# PAGE TEXT
# Training

- Environment Setting
- Argument Setting

## Environment Setting

In [10]:
import os
import sys

sys.path.insert(0, '/home/feedback/working/feedback/models_training/longformer/sumbission/codes')
sys.path.append('longformer/tvm/python/')
sys.path.append('longformer/')

In [9]:
import re
import random
import easydict

from random import shuffle
from tqdm import tqdm
from glob import glob

import numpy as np
import pandas as pd

import h5py
import ftfy
import dill as pickle
import wandb

import torch
from transformers import DebertaV2Model

# torch.use_deterministic_algorithms(True)
# from longformer.longformer import Longformer, LongformerConfig, RobertaModel
# from longformer.sliding_chunks import pad_to_window_size

In [23]:
def seed_everything(seed=0):
    random.seed(seed)
    os.environ['PYTHONHASHSEED'] = str(seed)
    os.environ['CUBLAS_WORKSPACE_CONFIG'] = ":4096:8"
    
    np.random.seed(seed)
    torch.manual_seed(seed)
    torch.cuda.manual_seed_all(seed)
    torch.backends.cudnn.deterministic = True
    torch.backends.cudnn.benchmark = False

**why using `os.environ['CUBLAS_WORKSPACE_CONFIG'] = ":4096:8"`?**
- [torch.use_deterministic_algorithms](https://pytorch.org/docs/stable/generated/torch.use_deterministic_algorithms.html)
> **A handful of CUDA operations are nondeterministic if the CUDA version is 10.2 or greater**, unless the environment variable `CUBLAS_WORKSPACE_CONFIG=:4096:8` or `CUBLAS_WORKSPACE_CONFIG=:16:8` is set. See the CUDA documentation for more details: https://docs.nvidia.com/cuda/cublas/index.html#cublasApi_reproducibility If one of these environment variable configurations is not set, a RuntimeError will be raised from these operations when called with CUDA tensors:



## Text Load

In [38]:
all_texts = {}
for text_path in glob('../../../feedback-prize-2021/train/*.txt'):
    with open(text_path, encoding='utf-8') as f:
        text_id = text_path.split('/')[-1].split('.')[0]
        all_texts[text_id] = f.read()

## Argument Setting

In [33]:
args = easydict.EasyDict({})

# PROVIDED DATA

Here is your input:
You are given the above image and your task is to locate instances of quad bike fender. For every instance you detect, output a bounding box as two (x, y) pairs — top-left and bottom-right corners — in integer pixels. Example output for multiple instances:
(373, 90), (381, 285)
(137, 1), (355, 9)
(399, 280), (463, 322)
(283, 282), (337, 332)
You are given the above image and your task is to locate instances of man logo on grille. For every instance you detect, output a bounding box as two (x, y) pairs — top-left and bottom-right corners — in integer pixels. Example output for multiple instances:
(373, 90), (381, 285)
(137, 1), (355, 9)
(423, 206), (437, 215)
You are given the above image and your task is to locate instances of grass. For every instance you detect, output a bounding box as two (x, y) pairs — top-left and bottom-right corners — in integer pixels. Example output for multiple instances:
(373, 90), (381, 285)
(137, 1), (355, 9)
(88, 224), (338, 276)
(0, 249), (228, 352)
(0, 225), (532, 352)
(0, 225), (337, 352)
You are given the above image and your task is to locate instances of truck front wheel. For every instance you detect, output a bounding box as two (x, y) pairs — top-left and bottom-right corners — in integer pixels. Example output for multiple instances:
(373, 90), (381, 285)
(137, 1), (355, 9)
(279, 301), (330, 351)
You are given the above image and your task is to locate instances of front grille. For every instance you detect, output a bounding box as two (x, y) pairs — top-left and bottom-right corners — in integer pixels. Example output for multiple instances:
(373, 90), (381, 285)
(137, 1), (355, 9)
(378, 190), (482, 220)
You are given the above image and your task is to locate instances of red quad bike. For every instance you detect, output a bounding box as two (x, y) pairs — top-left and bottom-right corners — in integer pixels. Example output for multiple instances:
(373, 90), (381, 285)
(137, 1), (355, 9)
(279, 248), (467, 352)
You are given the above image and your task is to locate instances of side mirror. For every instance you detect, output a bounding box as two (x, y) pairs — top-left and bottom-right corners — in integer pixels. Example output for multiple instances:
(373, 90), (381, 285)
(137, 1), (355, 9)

# TASK PROMPT
In the training notebook, starting at which CUDA version are a handful of CUDA operations nondeterministic unless CUBLAS_WORKSPACE_CONFIG is set?

# ANSWER TO THE TASK
CUDA version 10.2 or greater.